===== Stored data
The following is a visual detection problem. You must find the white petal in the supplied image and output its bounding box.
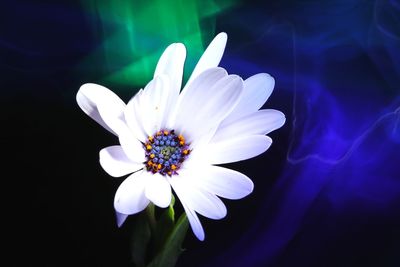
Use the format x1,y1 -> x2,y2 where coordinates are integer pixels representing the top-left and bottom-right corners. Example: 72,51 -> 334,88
76,83 -> 125,134
174,68 -> 243,146
139,75 -> 170,136
211,109 -> 285,142
185,32 -> 228,87
171,179 -> 205,241
115,211 -> 129,227
145,173 -> 171,208
154,43 -> 186,98
193,166 -> 254,199
226,73 -> 275,122
119,128 -> 146,163
114,171 -> 150,214
171,175 -> 226,220
203,135 -> 272,164
124,89 -> 147,143
99,146 -> 143,177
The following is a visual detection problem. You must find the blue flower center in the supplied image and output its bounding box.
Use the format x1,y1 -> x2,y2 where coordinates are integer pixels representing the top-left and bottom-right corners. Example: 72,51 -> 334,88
144,130 -> 191,176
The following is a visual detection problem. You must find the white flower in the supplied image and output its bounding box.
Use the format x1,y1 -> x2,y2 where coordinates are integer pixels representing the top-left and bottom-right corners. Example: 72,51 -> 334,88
77,33 -> 285,240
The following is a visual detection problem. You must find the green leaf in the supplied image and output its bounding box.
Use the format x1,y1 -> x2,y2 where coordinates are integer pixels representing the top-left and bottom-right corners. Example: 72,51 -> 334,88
131,212 -> 151,267
153,202 -> 175,255
147,213 -> 189,267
==========
* The problem *
Could you reproduce the records between the lines holding "find the blue" and "144,130 -> 191,176", inclusive, with every line kept and each answer coordinate shifted up by 24?

* Right answer *
The following is a visual detection problem. You must find the blue flower center in the supplied image and output its bounding box.
Use the format x1,y1 -> x2,y2 where coordinates are integer pixels representing the top-left and bottom-right corners. Example: 72,51 -> 334,88
168,154 -> 215,200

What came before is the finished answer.